* [Task to carry out]:
Format the listing below as a JSON list of strings, one string per line, covering only the lines from the one containing "point: metal pole" through the end of the listing, both included, and skipping blank lines. Leave the pictures out of the answer.

* [Material provided]:
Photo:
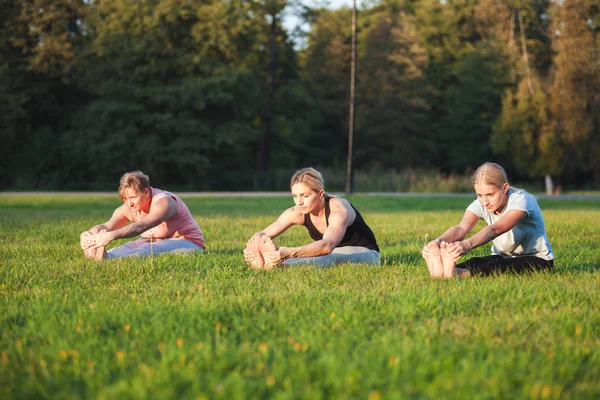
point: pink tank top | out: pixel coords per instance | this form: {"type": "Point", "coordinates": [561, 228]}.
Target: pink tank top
{"type": "Point", "coordinates": [181, 225]}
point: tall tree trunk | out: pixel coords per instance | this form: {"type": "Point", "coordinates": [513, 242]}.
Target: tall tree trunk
{"type": "Point", "coordinates": [265, 146]}
{"type": "Point", "coordinates": [525, 56]}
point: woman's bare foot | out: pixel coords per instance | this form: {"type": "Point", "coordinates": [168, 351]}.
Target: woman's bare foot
{"type": "Point", "coordinates": [101, 254]}
{"type": "Point", "coordinates": [252, 253]}
{"type": "Point", "coordinates": [270, 253]}
{"type": "Point", "coordinates": [450, 254]}
{"type": "Point", "coordinates": [90, 254]}
{"type": "Point", "coordinates": [431, 254]}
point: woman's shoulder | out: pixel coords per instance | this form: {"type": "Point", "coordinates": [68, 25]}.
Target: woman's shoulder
{"type": "Point", "coordinates": [293, 215]}
{"type": "Point", "coordinates": [337, 203]}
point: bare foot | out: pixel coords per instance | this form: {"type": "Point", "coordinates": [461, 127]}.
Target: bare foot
{"type": "Point", "coordinates": [90, 254]}
{"type": "Point", "coordinates": [270, 253]}
{"type": "Point", "coordinates": [252, 253]}
{"type": "Point", "coordinates": [450, 254]}
{"type": "Point", "coordinates": [431, 254]}
{"type": "Point", "coordinates": [101, 254]}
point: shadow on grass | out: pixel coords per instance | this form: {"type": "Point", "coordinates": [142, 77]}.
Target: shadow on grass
{"type": "Point", "coordinates": [570, 268]}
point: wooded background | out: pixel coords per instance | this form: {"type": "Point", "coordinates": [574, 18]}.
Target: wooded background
{"type": "Point", "coordinates": [221, 95]}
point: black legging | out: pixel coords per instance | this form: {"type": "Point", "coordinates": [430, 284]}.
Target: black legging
{"type": "Point", "coordinates": [494, 264]}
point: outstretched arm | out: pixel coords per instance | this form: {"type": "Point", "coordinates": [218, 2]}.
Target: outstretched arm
{"type": "Point", "coordinates": [458, 232]}
{"type": "Point", "coordinates": [339, 219]}
{"type": "Point", "coordinates": [160, 211]}
{"type": "Point", "coordinates": [490, 232]}
{"type": "Point", "coordinates": [118, 220]}
{"type": "Point", "coordinates": [289, 217]}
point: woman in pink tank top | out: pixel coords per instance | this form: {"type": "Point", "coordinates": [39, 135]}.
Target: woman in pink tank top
{"type": "Point", "coordinates": [160, 218]}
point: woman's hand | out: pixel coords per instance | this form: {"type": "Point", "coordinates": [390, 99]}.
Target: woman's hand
{"type": "Point", "coordinates": [426, 252]}
{"type": "Point", "coordinates": [86, 240]}
{"type": "Point", "coordinates": [102, 238]}
{"type": "Point", "coordinates": [463, 247]}
{"type": "Point", "coordinates": [272, 259]}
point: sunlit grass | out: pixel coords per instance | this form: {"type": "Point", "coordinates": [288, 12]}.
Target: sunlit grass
{"type": "Point", "coordinates": [206, 326]}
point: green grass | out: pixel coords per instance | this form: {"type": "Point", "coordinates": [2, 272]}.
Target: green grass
{"type": "Point", "coordinates": [206, 326]}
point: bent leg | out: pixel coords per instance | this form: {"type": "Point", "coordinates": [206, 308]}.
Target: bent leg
{"type": "Point", "coordinates": [144, 248]}
{"type": "Point", "coordinates": [340, 255]}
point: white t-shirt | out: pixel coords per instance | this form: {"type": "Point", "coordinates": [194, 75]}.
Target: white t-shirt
{"type": "Point", "coordinates": [528, 237]}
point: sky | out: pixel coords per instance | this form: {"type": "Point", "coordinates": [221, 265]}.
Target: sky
{"type": "Point", "coordinates": [290, 21]}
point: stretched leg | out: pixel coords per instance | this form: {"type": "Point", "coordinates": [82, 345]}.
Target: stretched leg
{"type": "Point", "coordinates": [340, 255]}
{"type": "Point", "coordinates": [449, 254]}
{"type": "Point", "coordinates": [355, 255]}
{"type": "Point", "coordinates": [127, 249]}
{"type": "Point", "coordinates": [269, 253]}
{"type": "Point", "coordinates": [252, 254]}
{"type": "Point", "coordinates": [432, 256]}
{"type": "Point", "coordinates": [494, 264]}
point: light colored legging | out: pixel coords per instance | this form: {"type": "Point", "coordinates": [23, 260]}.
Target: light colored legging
{"type": "Point", "coordinates": [142, 248]}
{"type": "Point", "coordinates": [339, 255]}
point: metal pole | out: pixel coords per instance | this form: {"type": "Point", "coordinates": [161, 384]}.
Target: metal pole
{"type": "Point", "coordinates": [351, 113]}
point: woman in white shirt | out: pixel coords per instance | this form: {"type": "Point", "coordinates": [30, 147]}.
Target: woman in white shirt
{"type": "Point", "coordinates": [515, 226]}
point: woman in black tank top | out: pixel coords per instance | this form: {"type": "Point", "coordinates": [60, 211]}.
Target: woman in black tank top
{"type": "Point", "coordinates": [339, 231]}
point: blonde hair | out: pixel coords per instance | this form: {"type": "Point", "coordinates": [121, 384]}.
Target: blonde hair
{"type": "Point", "coordinates": [310, 177]}
{"type": "Point", "coordinates": [134, 179]}
{"type": "Point", "coordinates": [490, 174]}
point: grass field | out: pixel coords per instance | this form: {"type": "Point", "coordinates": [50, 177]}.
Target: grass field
{"type": "Point", "coordinates": [205, 326]}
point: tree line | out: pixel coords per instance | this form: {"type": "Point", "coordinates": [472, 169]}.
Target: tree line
{"type": "Point", "coordinates": [219, 95]}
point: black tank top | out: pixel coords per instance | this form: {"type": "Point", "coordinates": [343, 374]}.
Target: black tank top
{"type": "Point", "coordinates": [357, 234]}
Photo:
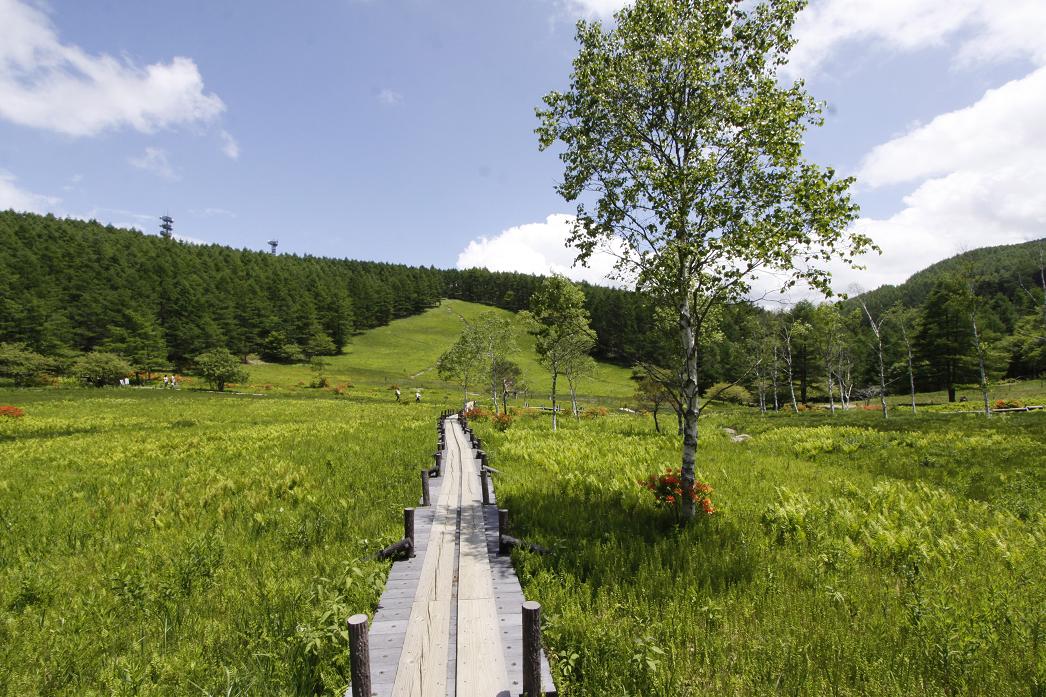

* [Answer to the task]:
[
  "point: metal pole | out: pixel coords per instance | this form: {\"type\": \"Point\", \"coordinates\": [161, 384]}.",
  "Target: metal pole",
  "{\"type\": \"Point\", \"coordinates\": [351, 113]}",
  "point: woman in white shirt | out: pixel coords per instance | this form: {\"type\": \"Point\", \"coordinates\": [30, 147]}.",
  "Target: woman in white shirt",
  "{\"type\": \"Point\", \"coordinates\": [515, 226]}",
  "point: woman in black tank top | out: pixel coords per instance | this form: {\"type\": \"Point\", \"coordinates\": [60, 211]}.",
  "Target: woman in black tank top",
  "{\"type\": \"Point\", \"coordinates\": [339, 231]}",
  "point: blonde hair | out: pixel coords per instance | this form: {\"type\": \"Point\", \"coordinates\": [121, 384]}.",
  "Target: blonde hair",
  "{\"type\": \"Point\", \"coordinates\": [310, 177]}",
  "{\"type\": \"Point\", \"coordinates\": [134, 179]}",
  "{\"type\": \"Point\", \"coordinates\": [490, 174]}",
  "point: grass field | out: pixel coords per instance | this form: {\"type\": \"Point\", \"coordinates\": [50, 177]}.",
  "Target: grass field",
  "{\"type\": \"Point\", \"coordinates\": [205, 326]}",
  "point: tree line | out: pixel coords per instance | this form: {\"type\": \"Point\", \"coordinates\": [472, 169]}.",
  "Target: tree line",
  "{\"type\": \"Point\", \"coordinates\": [219, 95]}",
  "point: black tank top | out: pixel coords per instance | this form: {\"type\": \"Point\", \"coordinates\": [343, 374]}.",
  "Target: black tank top",
  "{\"type\": \"Point\", \"coordinates\": [357, 234]}",
  "Photo:"
]